* TEKS YANG DITAMPILKAN:
━━━━━━━━━━━━━━━━

Surah Al-Kahfi Ayat 32-36; Terjemahan dan Tafsir Al-Qur’an

Surah Al-Kahfi aya 32-36

Pecihitam.org – Kandungan Surah Al-Kahfi Ayat 32-36 ini, mengungkapkan ucapan pemilik kebun itu kepada saudaranya yang mukmin tentang ketidakpercayaannya bahwa hari kiamat itu akan datang. Sekiranya hari kiamat itu datang dan dia dikembalikan kepada Tuhan, dia tentu akan kembali mendapatkan yang lebih baik daripada kebun-kebun yang dimilikinya di dunia ini.

Pecihitam.org, dapat Istiqomah melahirkan artikel-artikel keislaman dengan adanya jaringan penulis dan tim editor yang bisa menulis secara rutin. Kamu dapat berpartisipasi dalam Literasi Dakwah Islam ini dengan ikut menyebarkan artikel ini ke kanal-kanal sosial media kamu atau bahkan kamu bisa ikut Berdonasi.

DONASI SEKARANG

Terjemahan dan Tafsir Al-Qur’an Surah Al-Kahfi ayat 32-36

Surah Al-Kahfi ayat 32
وَاضْرِبْ لَهُم مَّثَلًا رَّجُلَيْنِ جَعَلْنَا لِأَحَدِهِمَا جَنَّتَيْنِ مِنْ أَعْنَابٍ وَحَفَفْنَاهُمَا بِنَخْلٍ وَجَعَلْنَا بَيْنَهُمَا زَرْعًا

Terjemahan: Dan berikanlah kepada mereka sebuah perumpamaan dua orang laki-laki, Kami jadikan bagi seorang di antara keduanya (yang kafir) dua buah kebun anggur dan kami kelilingi kedua kebun itu dengan pohon-pohon korma dan di antara kedua kebun itu Kami buatkan ladang.

━━━━━━━━━━━━━━━━

* PETUNJUK TUGAS: Tulis ulang bagian teks tentang Surah Al-Kahfi, mulai dari "Surah Al-Kahfi Ayat 32-36;" terus sampai "bisa ikut Berdonasi.", dan ganti "hari kiamat" dengan "hari akhir". Data ini tidak diperlukan untuk mengerjakan tugas.

* DATA YANG DIBERIKAN:

━━━━━━━━━━━━━━━━

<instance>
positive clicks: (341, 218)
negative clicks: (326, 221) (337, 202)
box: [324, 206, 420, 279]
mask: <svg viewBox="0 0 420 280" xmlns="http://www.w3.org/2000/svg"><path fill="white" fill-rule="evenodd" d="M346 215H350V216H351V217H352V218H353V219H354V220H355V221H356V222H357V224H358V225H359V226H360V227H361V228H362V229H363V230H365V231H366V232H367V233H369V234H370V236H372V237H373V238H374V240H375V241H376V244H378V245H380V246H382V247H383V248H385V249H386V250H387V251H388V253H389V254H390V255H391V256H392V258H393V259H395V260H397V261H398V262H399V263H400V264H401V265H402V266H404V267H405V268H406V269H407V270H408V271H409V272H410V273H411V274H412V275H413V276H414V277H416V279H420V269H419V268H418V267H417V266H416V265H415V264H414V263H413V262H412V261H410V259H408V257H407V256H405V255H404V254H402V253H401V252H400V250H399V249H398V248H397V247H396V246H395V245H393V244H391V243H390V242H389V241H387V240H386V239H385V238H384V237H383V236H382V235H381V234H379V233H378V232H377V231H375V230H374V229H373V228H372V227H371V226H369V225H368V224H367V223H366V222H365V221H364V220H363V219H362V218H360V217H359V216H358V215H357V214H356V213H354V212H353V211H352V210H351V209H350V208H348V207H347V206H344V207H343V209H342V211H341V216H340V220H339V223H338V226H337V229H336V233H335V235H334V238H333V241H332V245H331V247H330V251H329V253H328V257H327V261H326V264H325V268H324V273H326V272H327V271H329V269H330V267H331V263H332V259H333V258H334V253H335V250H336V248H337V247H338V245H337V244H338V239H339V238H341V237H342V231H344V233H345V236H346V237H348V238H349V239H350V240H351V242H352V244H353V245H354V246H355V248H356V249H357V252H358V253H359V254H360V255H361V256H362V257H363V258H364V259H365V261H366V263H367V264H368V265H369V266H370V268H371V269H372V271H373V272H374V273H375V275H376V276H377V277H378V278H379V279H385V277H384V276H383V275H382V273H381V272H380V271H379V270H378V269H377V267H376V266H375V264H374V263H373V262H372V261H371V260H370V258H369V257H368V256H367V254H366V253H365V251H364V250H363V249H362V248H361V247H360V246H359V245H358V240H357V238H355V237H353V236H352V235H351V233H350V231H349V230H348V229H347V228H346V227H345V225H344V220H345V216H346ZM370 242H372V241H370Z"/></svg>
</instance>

━━━━━━━━━━━━━━━━

* JAWABAN TUGAS:
Surah Al-Kahfi Ayat 32-36; Terjemahan dan Tafsir Al-Qur’an

Surah Al-Kahfi aya 32-36

Pecihitam.org – Kandungan Surah Al-Kahfi Ayat 32-36 ini, mengungkapkan ucapan pemilik kebun itu kepada saudaranya yang mukmin tentang ketidakpercayaannya bahwa hari akhir itu akan datang. Sekiranya hari akhir itu datang dan dia dikembalikan kepada Tuhan, dia tentu akan kembali mendapatkan yang lebih baik daripada kebun-kebun yang dimilikinya di dunia ini.

Pecihitam.org, dapat Istiqomah melahirkan artikel-artikel keislaman dengan adanya jaringan penulis dan tim editor yang bisa menulis secara rutin. Kamu dapat berpartisipasi dalam Literasi Dakwah Islam ini dengan ikut menyebarkan artikel ini ke kanal-kanal sosial media kamu atau bahkan kamu bisa ikut Berdonasi.